Start of Block

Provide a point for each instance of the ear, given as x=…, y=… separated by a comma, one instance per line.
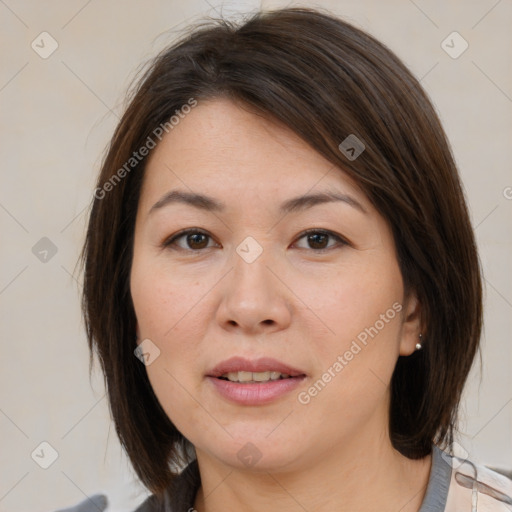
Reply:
x=411, y=328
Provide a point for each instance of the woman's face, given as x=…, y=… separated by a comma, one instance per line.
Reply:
x=328, y=307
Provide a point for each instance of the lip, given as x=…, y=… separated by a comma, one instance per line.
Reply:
x=254, y=393
x=263, y=364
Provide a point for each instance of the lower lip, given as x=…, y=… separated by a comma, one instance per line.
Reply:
x=255, y=394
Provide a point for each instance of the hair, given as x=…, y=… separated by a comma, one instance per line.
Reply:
x=325, y=80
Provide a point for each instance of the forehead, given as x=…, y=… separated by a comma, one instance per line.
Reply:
x=225, y=150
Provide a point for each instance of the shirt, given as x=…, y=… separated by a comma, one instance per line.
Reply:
x=454, y=485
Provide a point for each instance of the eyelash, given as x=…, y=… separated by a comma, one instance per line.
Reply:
x=169, y=242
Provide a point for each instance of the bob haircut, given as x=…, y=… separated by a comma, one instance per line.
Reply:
x=325, y=80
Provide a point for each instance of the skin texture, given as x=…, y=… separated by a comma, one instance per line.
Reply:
x=201, y=303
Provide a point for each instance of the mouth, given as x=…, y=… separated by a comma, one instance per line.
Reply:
x=254, y=382
x=265, y=369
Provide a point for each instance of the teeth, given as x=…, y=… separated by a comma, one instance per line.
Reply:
x=254, y=376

End of Block

PROBLEM TO SOLVE: Print the material in full and exactly; the pictures must not be printed.

EXERCISE RESULT:
Provide a point for each instance of the ear, given as x=…, y=… separated by a comma, one instance per line.
Reply:
x=411, y=328
Provide a point for each instance of the woman's face, given as x=…, y=… separated by a comma, one instance per line.
Reply:
x=328, y=307
Provide a point for each instance of the lip, given as x=…, y=… separated by a comma, one instance per line.
Reply:
x=254, y=393
x=263, y=364
Provide a point for each instance of the lower lip, given as x=…, y=… separated by a comma, one instance per line.
Reply:
x=255, y=394
Provide a point for each instance of the hair, given as x=…, y=… separated by a comma, one instance per line.
Reply:
x=325, y=80
Provide a point for each instance of the forehead, given as x=…, y=… separated by a comma, one instance per line.
Reply:
x=225, y=150
Provide a point for each instance of the shirt, given as x=…, y=… separated by a comma, one instance per line.
Reply:
x=454, y=485
Provide a point for each instance of the eyelash, given as x=…, y=… separated by a comma, one instance per line.
Reply:
x=169, y=242
Provide a point for each instance of the bob haircut, given as x=…, y=… separated by a comma, one instance per line.
Reply:
x=325, y=80
Provide a point for each instance of the skin texture, given as x=…, y=… separated by a comma, one instance per line.
Reply:
x=201, y=303
Provide a point for each instance of the mouth, given as x=…, y=… separated by a comma, one instance per line.
Reply:
x=254, y=382
x=265, y=369
Provide a point for each instance of the teeth, given as x=…, y=… separated by a comma, one instance per line.
Reply:
x=254, y=376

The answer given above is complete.